◆ Trecho para leitura ◆

Pensar a escola pública é reabilitar vínculo crítico fundamental entre teoria e prática


É a partir da negatividade, da brecha, que a crítica deve ser feita. Insistamos, frente suas condições, no pensar-agir que a escola pública exige.


Gabriel Bichir


Marcelo Camargo/AgBrasil
Repensar o problema da escola pública no Brasil apresenta-se como uma das tarefas maiores da esquerda. Em primeiro lugar, cabe notar que não há propriamente um projeto de escola, apenas um vazio: vazio de pensamento, de inventividade, incapacidade absoluta de unir teoria e práxis em ações capazes de reverter o que anos de incompetência provocaram. Penso, sobretudo, no caso de São Paulo, mas é possível notar um processo semelhante também em outras regiões.

◆ Objetivo A ◆
Liste todos os nomes próprios que aparecem no trecho sobre a escola pública.
◆ Objetivo B ◆
Reescreva as linhas abaixo trocando "photograph" por "image" e sem alterar mais nada. Deixe as imagens fora da resposta.

◆ Dados fornecidos ◆
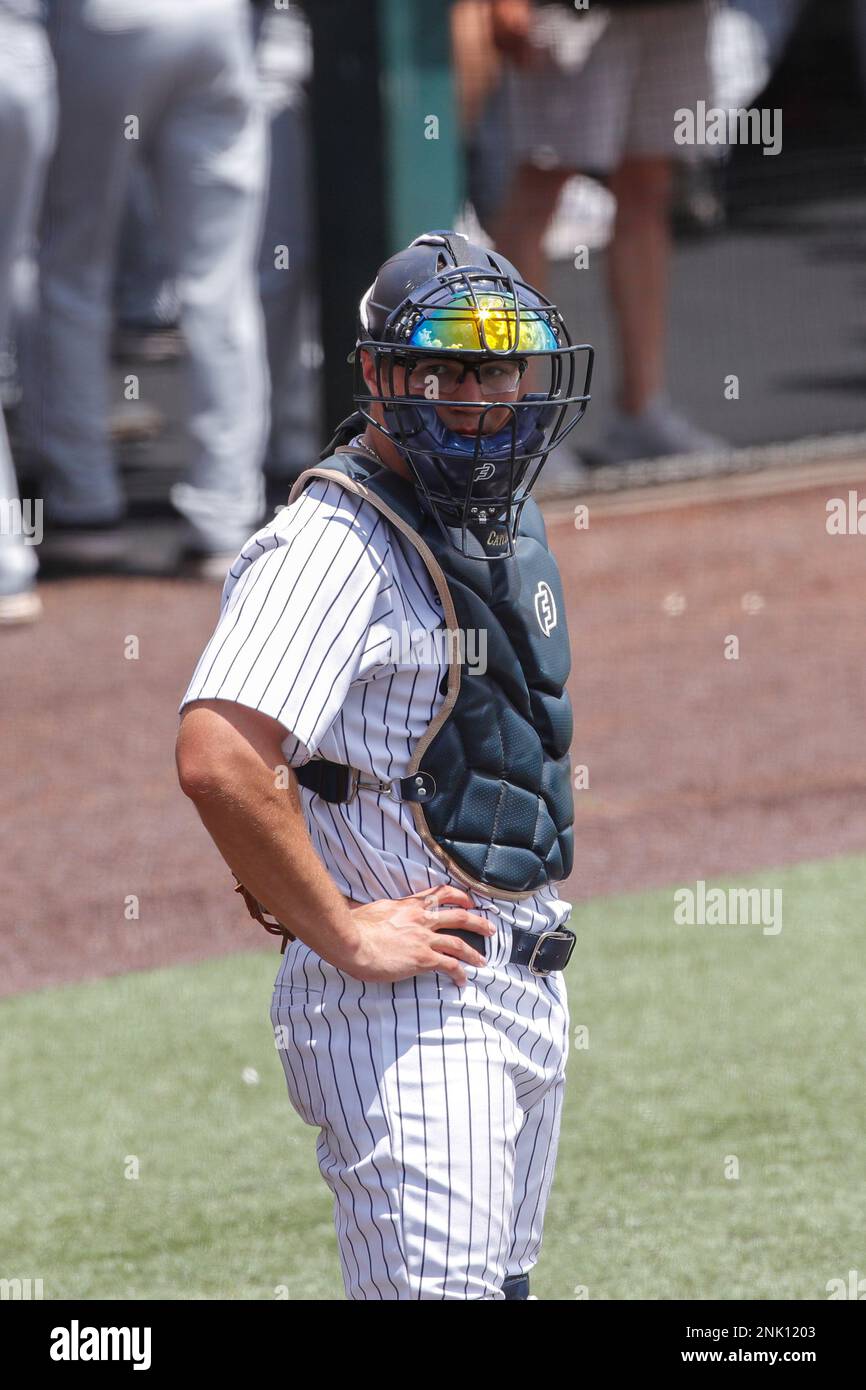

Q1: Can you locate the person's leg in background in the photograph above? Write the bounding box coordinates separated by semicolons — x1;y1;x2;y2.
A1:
113;160;183;361
607;158;671;416
256;6;321;505
588;0;726;464
150;3;268;564
0;8;56;624
22;0;149;562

◆ Resposta A ◆
Gabriel Bichir
Marcelo Camargo
AgBrasil
Brasil
São Paulo

◆ Resposta B ◆
Q1: Can you locate the person's leg in background in the image above? Write the bounding box coordinates separated by semicolons — x1;y1;x2;y2.
A1:
113;160;183;361
607;158;671;416
256;6;321;505
588;0;726;464
150;3;268;564
0;8;56;624
22;0;149;562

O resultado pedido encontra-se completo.